--- Description of the task ---
In the copy, keep every line below as it is and leave out the pictures.

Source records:
══════
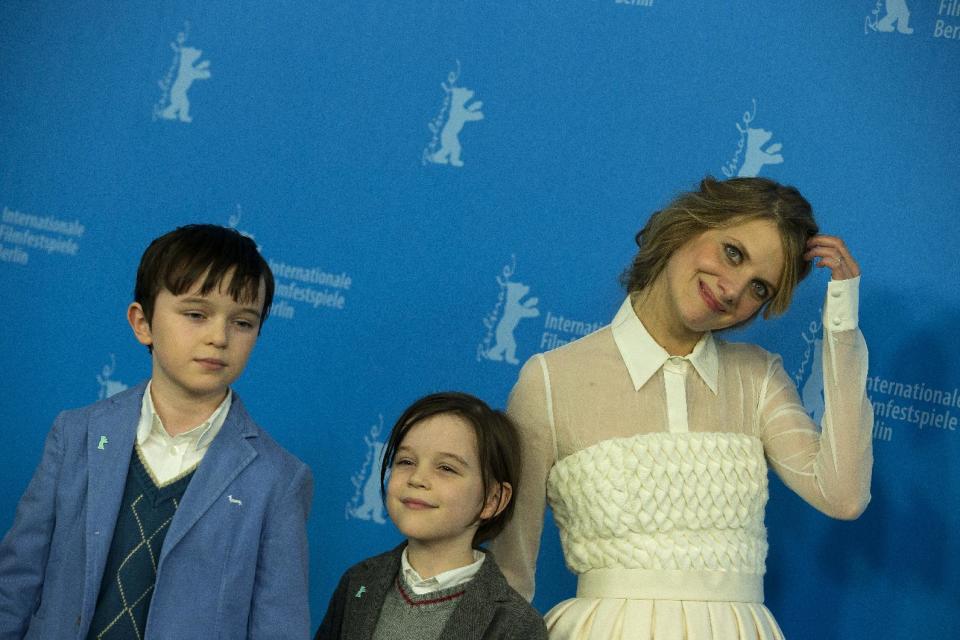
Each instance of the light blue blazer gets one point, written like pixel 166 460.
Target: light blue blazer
pixel 233 564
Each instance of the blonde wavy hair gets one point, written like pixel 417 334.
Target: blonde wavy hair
pixel 718 204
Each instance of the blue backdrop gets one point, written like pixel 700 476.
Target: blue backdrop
pixel 446 188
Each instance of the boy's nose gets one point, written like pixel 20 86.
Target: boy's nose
pixel 217 334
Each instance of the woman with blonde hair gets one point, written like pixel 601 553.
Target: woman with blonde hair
pixel 651 438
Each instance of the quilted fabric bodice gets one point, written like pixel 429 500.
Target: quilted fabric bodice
pixel 688 501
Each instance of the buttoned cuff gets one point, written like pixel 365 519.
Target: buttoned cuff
pixel 842 307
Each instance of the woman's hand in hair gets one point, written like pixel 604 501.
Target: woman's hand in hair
pixel 833 254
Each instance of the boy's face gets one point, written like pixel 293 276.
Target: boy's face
pixel 200 342
pixel 435 493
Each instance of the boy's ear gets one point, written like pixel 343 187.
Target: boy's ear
pixel 138 322
pixel 497 501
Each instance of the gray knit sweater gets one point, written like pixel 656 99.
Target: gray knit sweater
pixel 489 608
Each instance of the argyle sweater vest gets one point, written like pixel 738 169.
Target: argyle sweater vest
pixel 126 588
pixel 408 616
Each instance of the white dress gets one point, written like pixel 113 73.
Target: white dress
pixel 656 470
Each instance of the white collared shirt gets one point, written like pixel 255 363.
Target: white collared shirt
pixel 444 580
pixel 169 457
pixel 619 383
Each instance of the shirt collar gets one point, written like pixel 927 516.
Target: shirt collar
pixel 444 580
pixel 201 435
pixel 644 357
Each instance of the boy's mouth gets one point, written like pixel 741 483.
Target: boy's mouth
pixel 211 363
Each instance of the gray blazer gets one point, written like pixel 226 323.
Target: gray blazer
pixel 489 609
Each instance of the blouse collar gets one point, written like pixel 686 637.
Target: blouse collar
pixel 644 357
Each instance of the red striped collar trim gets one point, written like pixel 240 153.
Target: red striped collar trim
pixel 419 603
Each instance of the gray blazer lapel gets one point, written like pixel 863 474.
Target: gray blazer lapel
pixel 474 614
pixel 111 433
pixel 228 455
pixel 362 610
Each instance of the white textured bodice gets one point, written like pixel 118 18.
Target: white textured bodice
pixel 690 501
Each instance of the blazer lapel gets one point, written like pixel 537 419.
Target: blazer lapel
pixel 111 432
pixel 228 455
pixel 472 617
pixel 367 592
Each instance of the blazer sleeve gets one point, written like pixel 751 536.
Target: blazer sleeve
pixel 280 604
pixel 332 625
pixel 26 547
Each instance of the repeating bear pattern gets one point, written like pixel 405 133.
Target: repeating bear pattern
pixel 691 501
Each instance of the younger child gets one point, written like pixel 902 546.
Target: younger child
pixel 454 464
pixel 164 511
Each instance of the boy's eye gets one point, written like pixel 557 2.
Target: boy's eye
pixel 733 253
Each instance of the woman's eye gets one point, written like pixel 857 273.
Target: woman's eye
pixel 760 289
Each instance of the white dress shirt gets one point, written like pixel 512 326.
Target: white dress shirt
pixel 167 457
pixel 444 580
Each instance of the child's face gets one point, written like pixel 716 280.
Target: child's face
pixel 435 492
pixel 200 342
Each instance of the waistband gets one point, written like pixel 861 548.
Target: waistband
pixel 670 584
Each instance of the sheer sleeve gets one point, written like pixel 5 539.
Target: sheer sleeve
pixel 530 407
pixel 828 467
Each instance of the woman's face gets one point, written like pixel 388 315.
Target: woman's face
pixel 723 276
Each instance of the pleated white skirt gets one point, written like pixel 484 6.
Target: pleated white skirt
pixel 629 604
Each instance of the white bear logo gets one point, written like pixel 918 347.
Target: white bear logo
pixel 514 311
pixel 756 157
pixel 367 503
pixel 109 387
pixel 187 72
pixel 897 13
pixel 460 113
pixel 812 392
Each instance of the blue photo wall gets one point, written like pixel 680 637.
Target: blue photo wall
pixel 444 189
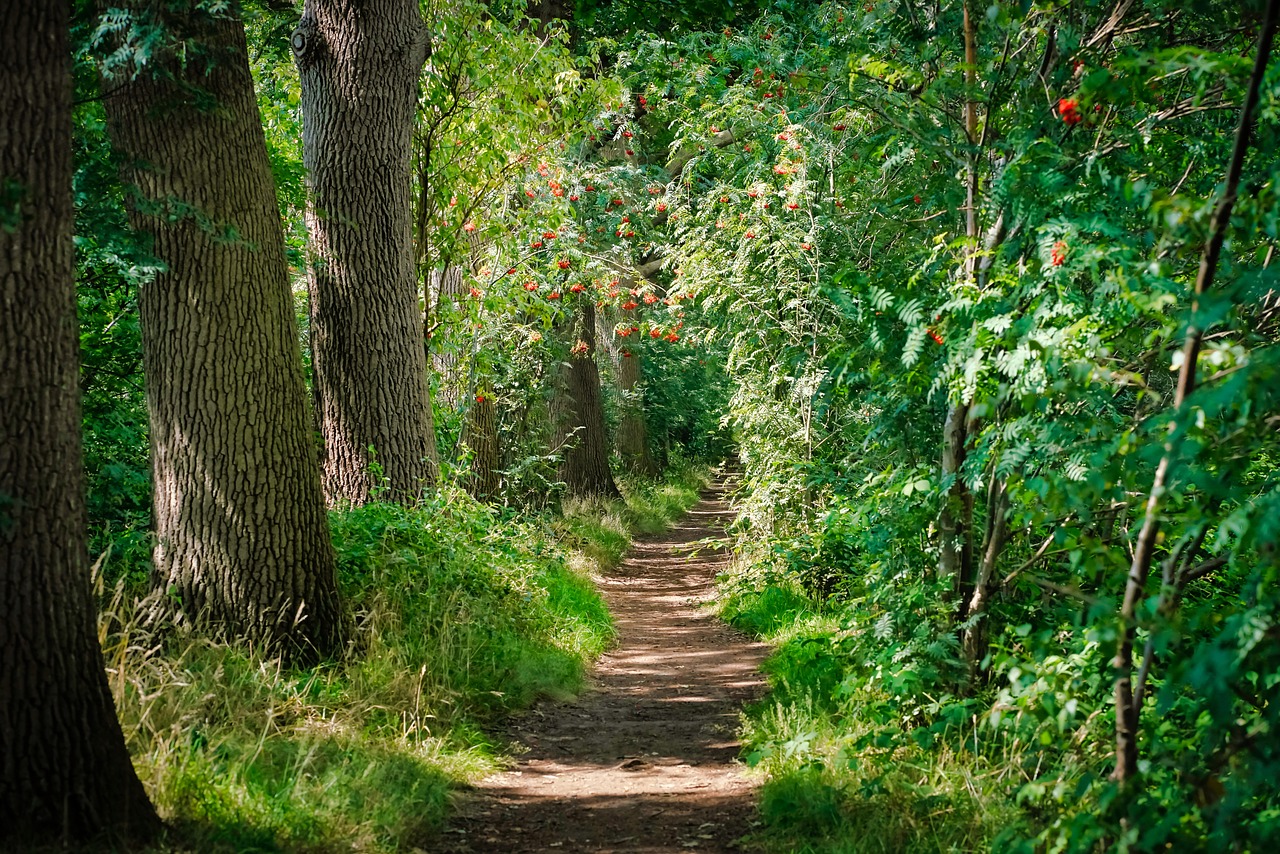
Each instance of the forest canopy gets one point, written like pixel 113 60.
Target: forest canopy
pixel 394 327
══════
--- Solution to the problem ---
Each instance of the light blue blazer gets one point, written like pixel 166 460.
Target: light blue blazer
pixel 233 564
Each instance of the blonde wavy hair gets one point, written like pixel 417 334.
Target: blonde wavy hair
pixel 718 204
Each instance of the blue backdrop gets one point, written like pixel 700 476.
Target: blue backdrop
pixel 446 188
Each instance of the boy's nose gets one point, written like pixel 20 86.
Target: boy's nose
pixel 217 334
Each instance of the woman with blonde hair gets one point, written like pixel 601 553.
Target: woman with blonde hair
pixel 651 438
Each instance of the quilted fabric bodice gets one point, written like pixel 429 500.
Target: quilted fabric bodice
pixel 688 501
Each instance of the buttoned cuff gets one point, written like pixel 365 519.
Target: buttoned cuff
pixel 842 307
Each instance of the woman's hand in hair gets one point, written like pixel 604 501.
Target: woman's hand in hair
pixel 833 254
Each instance of the boy's face gets one point, written like pixel 293 276.
Target: boy's face
pixel 200 342
pixel 435 493
Each instance of the boy's ear gets one point, written like pixel 343 187.
Target: boy's ear
pixel 138 322
pixel 497 501
Each instance of the gray knit sweater gets one point, written like pixel 656 99.
Target: gray knit sweater
pixel 489 608
Each instance of the argyle sweater vest gets one point, written like pixel 738 169.
Target: argyle sweater vest
pixel 126 588
pixel 408 616
Each instance of the white dress gets one point, written like pixel 113 73.
Target: white dress
pixel 656 470
Each instance of the white collared shirt gets one point, written like pixel 255 363.
Target: white collared shirt
pixel 444 580
pixel 169 457
pixel 619 383
Each instance of the shirt collar gets one point, written like pixel 927 516.
Target: shirt collar
pixel 444 580
pixel 201 435
pixel 644 357
Each instance of the boy's mouth gets one point, written like pixel 741 483.
Target: boy's mouth
pixel 211 363
Each instance of the gray blazer gets one point, written like pixel 226 323.
Target: gray blazer
pixel 489 609
Each instance of the blouse collar gets one point, written like pixel 686 637.
Target: blouse collar
pixel 644 357
Each instance of the red striped collar trim gets one point, written like pixel 240 153.
Target: red striped collar trim
pixel 419 603
Each instance of the gray blazer lapel gets one point, written like pixel 863 474.
Target: gray blazer lapel
pixel 474 614
pixel 111 433
pixel 228 455
pixel 362 610
Each instance of the white textured bodice gets one point, written like pixel 118 18.
Target: white textured bodice
pixel 690 501
Each instance of the blazer lapel gets one point, written like pixel 537 419.
Target: blazer lapel
pixel 111 432
pixel 228 455
pixel 472 617
pixel 367 592
Each instance of the blazer sleeve gets one point, written like pixel 751 536.
Target: blazer sleeve
pixel 280 604
pixel 332 625
pixel 26 547
Each instance of the repeating bear pattern gets one point, written like pixel 405 133.
Target: repeating bear pattern
pixel 691 501
Each instance of the younger child gets one point, written like pixel 902 546.
Target: younger child
pixel 454 464
pixel 164 511
Each instance of the boy's eye gets one point, written like pixel 557 2.
Target: boy's eye
pixel 733 253
Each instance of the woman's eye gets one point, written like pixel 857 273.
Target: woman's eye
pixel 760 289
Each instance of the white dress shirt gets one point, written like pixel 512 326.
Target: white dress shirt
pixel 167 457
pixel 444 580
Each instance of the child's face gets one point, written like pixel 716 280.
Target: child's face
pixel 435 492
pixel 200 342
Each instance of the waistband gets one point, written like pixel 861 548.
Target: waistband
pixel 670 584
Each instance of the sheer sleeve gets one point, written like pixel 5 539.
Target: sheer sleeve
pixel 530 407
pixel 828 467
Each instance of the woman's face gets one point, written like pixel 388 315.
Target: woman's face
pixel 723 276
Each instance of the pleated white skirt gets one point, written like pixel 484 6.
Target: pleated white skirt
pixel 629 604
Each instance of the white bear logo gets one point, written like pixel 918 347.
Target: white bear logo
pixel 514 311
pixel 756 157
pixel 367 503
pixel 109 387
pixel 187 72
pixel 897 13
pixel 460 113
pixel 812 392
Each instance of the blue photo wall gets one point, written like pixel 680 637.
Target: blue photo wall
pixel 444 189
Each instance of the forest canopy gets one point, written like pixel 113 60.
Target: forest canopy
pixel 394 327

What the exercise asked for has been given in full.